§ Input data:
↓↓↓

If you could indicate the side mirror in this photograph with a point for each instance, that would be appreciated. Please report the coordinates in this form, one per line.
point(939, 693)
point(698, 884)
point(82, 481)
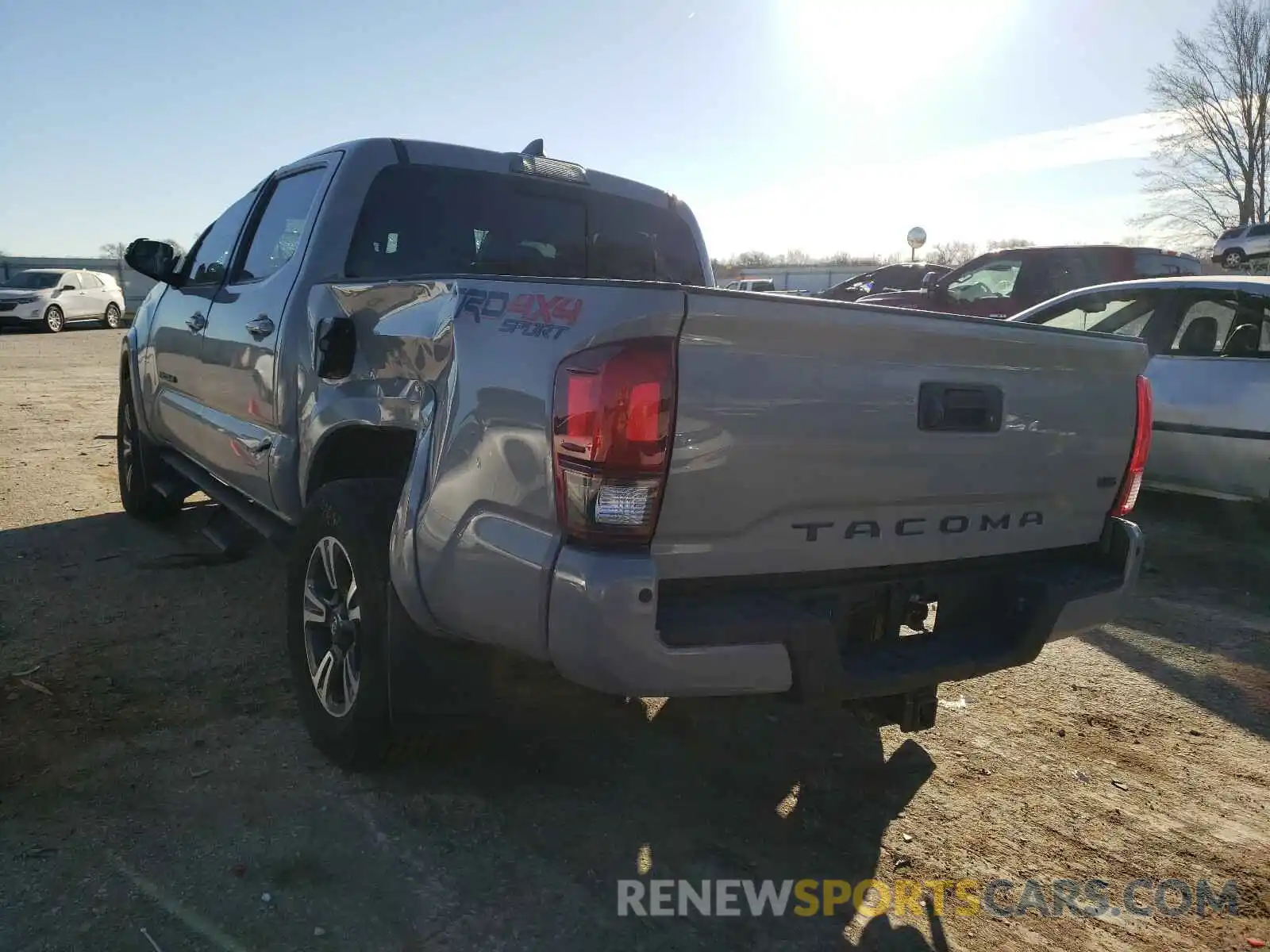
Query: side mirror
point(156, 259)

↑↑↑

§ Exercise details:
Skip the pictures, then write out every entry exactly.

§ Answer box:
If you could indicate the side mirror in this photograph with a point for each instance, that would be appreciated. Please report the coordinates in this form, one per line.
point(939, 693)
point(698, 884)
point(82, 481)
Query: side mirror
point(156, 259)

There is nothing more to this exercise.